Problemas:
A. Devolve o trecho do relato sobre o avô que vai de "Depois de ter" até "telheiro do forno.", incluindo este último.
B. Dá seguimento ao relato sobre o avô, começando logo depois da última frase.
----- Fonte
Depois de ter pulverizado a vinha de cima a baixo com a ajuda da minha irmã que carregava com canecos de água, naquela altura todas ajudavam, e nem se ouvia falar de trabalho infantil, cada uma fazia o que podia para ajudar a família, também não se ouvia falar de água canalizada, e os canecos eram ferramenta indispensável em qualquer casa da aldeia. A água era de todos sem preço, afinal ela cai do céu. Muitas vezes ía para debaixo das videiras ou para cima das macieiras descansar, enquanto o avô na sua azáfama diária, corria vinha acima, vinha abaixo e chegava cansado ao fim do dia, à mesa onde a avó colocava a comida. A comida que me lembro da avó fazer e que eu adorava era o coelho guisado em tacho de barro, ao lume provocado pelas brasas de uma fornalha improvisada na chaminé do telheiro do forno.
O avô engarrafava o vinho recorrendo a uma ferramenta artesanal em madeira que empurrava as rolhas para dentro do gargalo da garrafa de forma a ficar o vinho selado. Todo este processo me fascinava assim como a prévia lavagem das garrafas com escovilhão e sal, tudo era feito no quintal da “Casa da Professora”, é que o meu avô alugava a casa às professoras que eram colocadas na escola primária da aldeia. Como eu me orgulhava de partilhar pormenores da vida particular das professoras. Lembro-me da Dona Lurdes uma senhora dos seus 50 ou 60 anos que não se escusava a afirmar que velhos eram os trapos, foi ela que me ensinou a juntar as letras e comecei aos cinco anos a ler o jornal, para quem aprendeu rápido e ia para as aulas esperar que os colegas passassem a lição, fui assim aperfeiçoando o acto de esperar e dar o conhecimento e partilhá-lo com os meus amigos…que se prolongou vida fora até aos dias de hoje em que escrevo estas memórias. Voltando ao quintal da “Casa da Professora”, era também ali que o meu avô assava bacalhau ao domingo e fazia o delicioso torricado com pão torrado, alho e azeite que extraía das azeitonas produzidas pelas Oliveiras da terra. O bacalhau, vinha de Lisboa, embrulhado em papel, bem seco e salgado, de qualidade. Pois o meu avô, embora pobre afirmava: Quem se veste de ruim pano, veste-se duas vezes ao ano. Gostava pois de tudo o que tivesse qualidade, desde a comida, ao calçado e ao vestuário. A qualidade implicava gastar dinheiro e foi o meu avô quem primeiro me pôs em contacto com duas moedas, uma de cinquenta centavos, castanha e grande com uma espiga desenhada e outra mais pequena e de cor prateada com números inscritos. Tudo aconteceu por eu ter apanhado um balde pequeno de azeitonas.
----------
----- Dados
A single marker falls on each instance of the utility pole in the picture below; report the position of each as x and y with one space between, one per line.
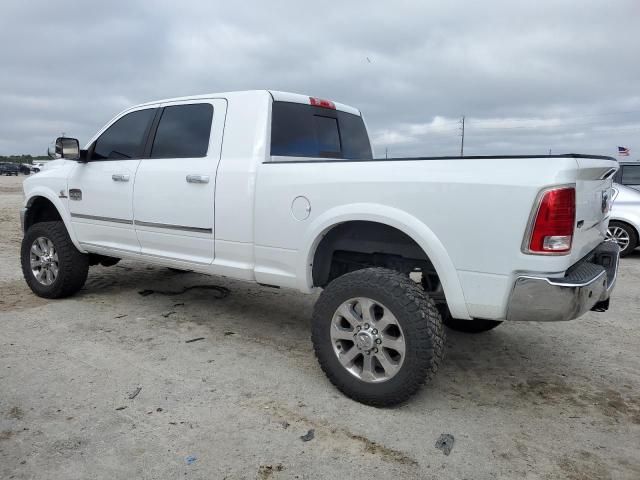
462 135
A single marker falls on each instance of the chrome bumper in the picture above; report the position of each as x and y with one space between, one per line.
586 286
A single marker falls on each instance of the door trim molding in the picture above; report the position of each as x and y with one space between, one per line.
173 227
102 219
166 226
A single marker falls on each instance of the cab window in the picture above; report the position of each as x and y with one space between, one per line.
125 138
183 131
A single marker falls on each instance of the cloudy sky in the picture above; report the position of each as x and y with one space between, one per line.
529 76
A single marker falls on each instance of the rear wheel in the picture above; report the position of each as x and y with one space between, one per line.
52 266
624 235
377 335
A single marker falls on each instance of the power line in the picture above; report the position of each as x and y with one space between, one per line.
462 140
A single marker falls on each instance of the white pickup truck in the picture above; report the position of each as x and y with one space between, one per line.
283 190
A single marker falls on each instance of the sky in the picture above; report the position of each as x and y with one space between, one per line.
529 77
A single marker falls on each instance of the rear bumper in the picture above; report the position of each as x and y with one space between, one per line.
587 285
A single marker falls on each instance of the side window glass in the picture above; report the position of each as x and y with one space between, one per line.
125 138
631 175
183 131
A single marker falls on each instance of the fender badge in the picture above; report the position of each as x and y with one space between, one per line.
75 194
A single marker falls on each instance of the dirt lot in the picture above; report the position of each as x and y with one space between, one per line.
523 401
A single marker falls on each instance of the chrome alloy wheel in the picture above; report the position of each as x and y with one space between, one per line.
44 261
618 235
368 340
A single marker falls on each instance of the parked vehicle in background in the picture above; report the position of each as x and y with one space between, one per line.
293 197
8 168
628 175
624 223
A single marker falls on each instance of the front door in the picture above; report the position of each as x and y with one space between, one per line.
174 188
101 191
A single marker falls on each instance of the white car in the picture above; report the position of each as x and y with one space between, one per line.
624 224
283 189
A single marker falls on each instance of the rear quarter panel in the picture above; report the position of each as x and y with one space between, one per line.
475 210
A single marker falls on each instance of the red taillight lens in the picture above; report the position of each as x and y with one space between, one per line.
553 226
318 102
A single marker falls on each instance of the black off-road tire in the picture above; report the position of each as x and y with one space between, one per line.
73 266
415 312
470 326
633 236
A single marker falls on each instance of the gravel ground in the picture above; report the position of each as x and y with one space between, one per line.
523 401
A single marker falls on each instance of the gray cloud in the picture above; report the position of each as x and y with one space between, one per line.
551 74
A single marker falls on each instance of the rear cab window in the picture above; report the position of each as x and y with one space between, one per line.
301 130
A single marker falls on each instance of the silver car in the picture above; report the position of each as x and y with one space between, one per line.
624 223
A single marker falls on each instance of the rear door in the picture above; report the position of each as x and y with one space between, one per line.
174 187
101 191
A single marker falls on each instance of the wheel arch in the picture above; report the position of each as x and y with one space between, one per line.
42 200
389 217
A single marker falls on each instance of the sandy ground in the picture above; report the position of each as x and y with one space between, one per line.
527 401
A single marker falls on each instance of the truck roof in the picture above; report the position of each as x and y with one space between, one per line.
276 95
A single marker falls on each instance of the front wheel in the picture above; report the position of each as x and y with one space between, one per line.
377 335
624 235
52 266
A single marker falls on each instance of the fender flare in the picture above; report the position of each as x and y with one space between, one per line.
47 193
393 217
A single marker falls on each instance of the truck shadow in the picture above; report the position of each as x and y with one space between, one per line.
540 363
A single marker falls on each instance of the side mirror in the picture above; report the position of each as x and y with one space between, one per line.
64 147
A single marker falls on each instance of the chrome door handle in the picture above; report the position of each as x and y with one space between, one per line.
198 178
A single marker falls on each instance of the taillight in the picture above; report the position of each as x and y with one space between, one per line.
552 230
318 102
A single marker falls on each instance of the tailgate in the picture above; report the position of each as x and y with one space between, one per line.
593 203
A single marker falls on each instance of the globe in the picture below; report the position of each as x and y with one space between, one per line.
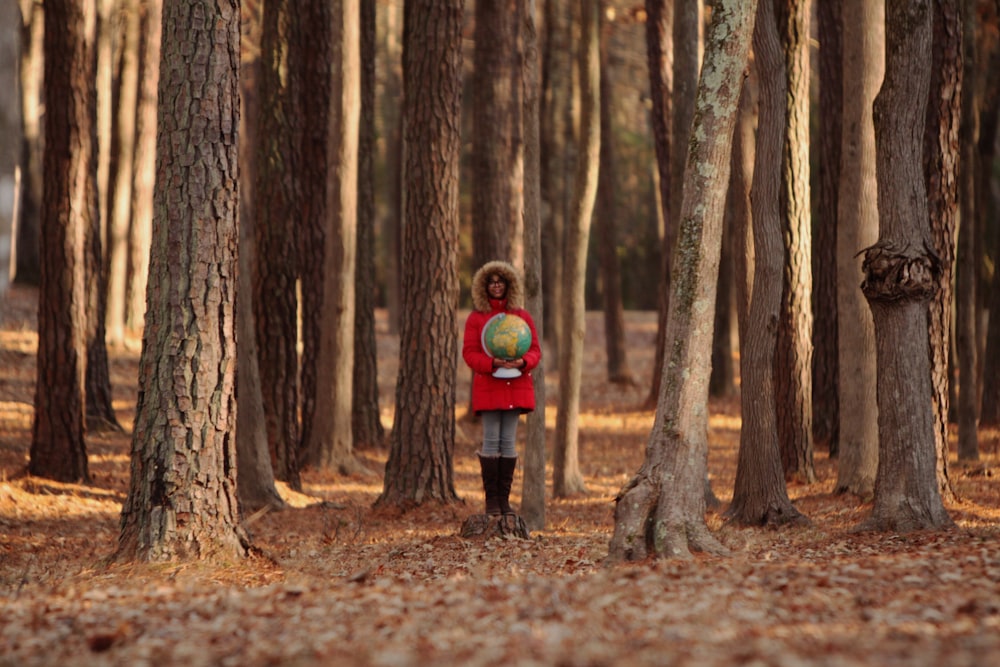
506 336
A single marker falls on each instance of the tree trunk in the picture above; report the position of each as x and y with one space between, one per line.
566 476
966 308
826 407
556 105
857 228
614 315
58 450
661 511
660 55
311 55
27 249
366 424
793 353
140 234
902 274
533 487
274 295
940 161
759 495
122 168
332 445
254 471
420 466
182 500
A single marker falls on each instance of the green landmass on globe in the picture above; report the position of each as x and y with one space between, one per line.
506 336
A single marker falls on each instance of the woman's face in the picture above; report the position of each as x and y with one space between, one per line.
496 286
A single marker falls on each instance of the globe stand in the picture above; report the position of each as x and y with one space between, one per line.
507 373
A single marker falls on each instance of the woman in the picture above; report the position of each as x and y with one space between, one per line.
499 401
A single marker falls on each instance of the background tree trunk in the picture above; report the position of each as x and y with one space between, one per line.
332 445
661 511
420 466
274 295
793 353
566 476
533 488
58 450
902 274
182 495
759 493
857 228
366 423
826 407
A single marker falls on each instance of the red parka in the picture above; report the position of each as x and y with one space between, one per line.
488 392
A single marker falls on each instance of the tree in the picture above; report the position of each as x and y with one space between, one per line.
826 406
366 423
27 260
902 273
566 476
614 315
660 56
58 450
857 228
182 499
332 444
533 489
759 494
420 466
793 354
940 162
255 473
661 510
276 266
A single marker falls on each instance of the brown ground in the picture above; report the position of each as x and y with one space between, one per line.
342 584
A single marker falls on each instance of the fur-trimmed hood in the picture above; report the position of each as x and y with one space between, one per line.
480 295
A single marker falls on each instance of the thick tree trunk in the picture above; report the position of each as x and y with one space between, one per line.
759 494
857 228
533 488
420 466
332 445
902 274
58 450
566 476
366 423
182 501
661 511
275 189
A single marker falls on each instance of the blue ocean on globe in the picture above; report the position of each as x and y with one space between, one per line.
506 336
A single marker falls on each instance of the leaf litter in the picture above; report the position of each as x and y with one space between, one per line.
336 582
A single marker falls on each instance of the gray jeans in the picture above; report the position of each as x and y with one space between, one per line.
500 432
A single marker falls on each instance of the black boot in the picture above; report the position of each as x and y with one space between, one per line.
505 478
489 466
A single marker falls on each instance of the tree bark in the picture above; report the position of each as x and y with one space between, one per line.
332 444
182 501
58 450
902 274
274 294
420 465
793 353
857 228
566 476
533 487
661 511
826 406
759 494
366 423
941 159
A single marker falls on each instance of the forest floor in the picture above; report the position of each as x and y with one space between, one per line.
340 583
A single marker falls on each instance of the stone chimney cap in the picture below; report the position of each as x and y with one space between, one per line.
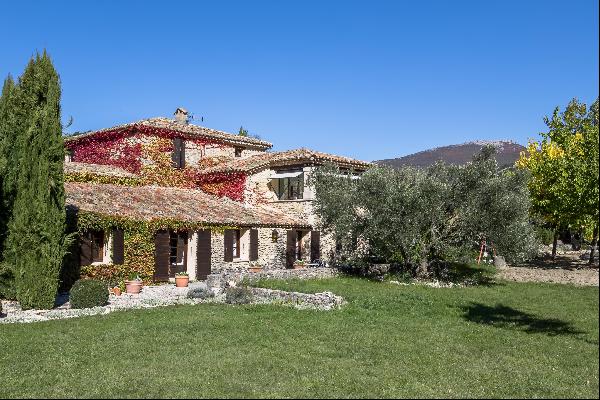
180 110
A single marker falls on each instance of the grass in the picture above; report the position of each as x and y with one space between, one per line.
496 340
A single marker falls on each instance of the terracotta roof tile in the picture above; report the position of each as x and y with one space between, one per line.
148 203
187 129
283 158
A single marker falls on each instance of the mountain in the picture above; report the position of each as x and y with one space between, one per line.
508 153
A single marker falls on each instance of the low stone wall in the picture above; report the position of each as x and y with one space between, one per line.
218 282
318 301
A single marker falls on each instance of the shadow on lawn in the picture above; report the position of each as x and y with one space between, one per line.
472 274
502 316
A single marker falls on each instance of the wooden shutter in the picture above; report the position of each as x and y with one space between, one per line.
161 256
118 251
290 250
203 255
253 244
85 245
228 236
315 245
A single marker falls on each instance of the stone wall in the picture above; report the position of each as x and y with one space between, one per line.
217 282
316 301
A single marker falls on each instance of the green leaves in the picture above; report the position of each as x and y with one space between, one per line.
411 216
33 192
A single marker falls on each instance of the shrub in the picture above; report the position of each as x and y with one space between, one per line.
87 293
238 295
200 293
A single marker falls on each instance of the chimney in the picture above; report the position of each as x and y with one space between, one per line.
181 115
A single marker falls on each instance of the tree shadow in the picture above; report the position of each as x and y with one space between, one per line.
505 317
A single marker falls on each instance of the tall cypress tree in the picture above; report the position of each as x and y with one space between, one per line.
36 242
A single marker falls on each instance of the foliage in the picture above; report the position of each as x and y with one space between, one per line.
421 219
36 242
138 244
200 293
9 121
87 293
115 148
238 295
111 274
89 177
564 168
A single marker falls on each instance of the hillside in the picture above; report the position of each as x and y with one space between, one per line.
508 153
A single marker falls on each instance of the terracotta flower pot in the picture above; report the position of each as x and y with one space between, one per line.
133 287
182 280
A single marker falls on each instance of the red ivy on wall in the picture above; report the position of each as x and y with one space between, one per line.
115 147
230 184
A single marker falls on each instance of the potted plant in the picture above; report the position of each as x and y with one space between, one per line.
182 279
298 264
254 267
134 284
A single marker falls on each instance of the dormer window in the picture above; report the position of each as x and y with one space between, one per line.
289 185
178 155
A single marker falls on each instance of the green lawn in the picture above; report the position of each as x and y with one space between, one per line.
499 340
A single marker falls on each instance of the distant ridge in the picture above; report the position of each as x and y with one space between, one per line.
508 153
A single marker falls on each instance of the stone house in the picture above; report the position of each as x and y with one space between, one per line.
214 201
----------
Respostas aos problemas:
A.
Depois de ter pulverizado a vinha de cima a baixo com a ajuda da minha irmã que carregava com canecos de água, naquela altura todas ajudavam, e nem se ouvia falar de trabalho infantil, cada uma fazia o que podia para ajudar a família, também não se ouvia falar de água canalizada, e os canecos eram ferramenta indispensável em qualquer casa da aldeia. A água era de todos sem preço, afinal ela cai do céu. Muitas vezes ía para debaixo das videiras ou para cima das macieiras descansar, enquanto o avô na sua azáfama diária, corria vinha acima, vinha abaixo e chegava cansado ao fim do dia, à mesa onde a avó colocava a comida. A comida que me lembro da avó fazer e que eu adorava era o coelho guisado em tacho de barro, ao lume provocado pelas brasas de uma fornalha improvisada na chaminé do telheiro do forno.

B.
Escolhi a moeda maior e esteticamente mais bonita mas de menor valor monetário, os cinquenta centavos e tive assim o meu primeiro ordenado escolhido. As minhas escolhas ao longo da vida sempre se manifestaram desta forma, nunca foram pela escolha do maior lucro mas escolhas através dos sentimentos.
Tive o que escolhi da vida…enfim, sei lá, o que é ser adulto? Alguém sabe?
Será que todos os adultos ficam resmungões e a correr de um lado para o outro sem tempo para os filhos, a pensar no dinheiro que vão ganhar para ter bens materiais, umas férias em locais paradisíacos descurando as viagens que se fazem com a imaginação e que cada um de vós, crianças sabe fazer tão bem…meus pequenos têm de pensar que um dia vão ser adultos, e depois vão precisar de se alimentar e de alimentar a vossa família e de ter um local para se abrigarem de noite, precisam de tomar um banho e comprar pasta de dentes…e então já entenderam os adultos e as suas correrias.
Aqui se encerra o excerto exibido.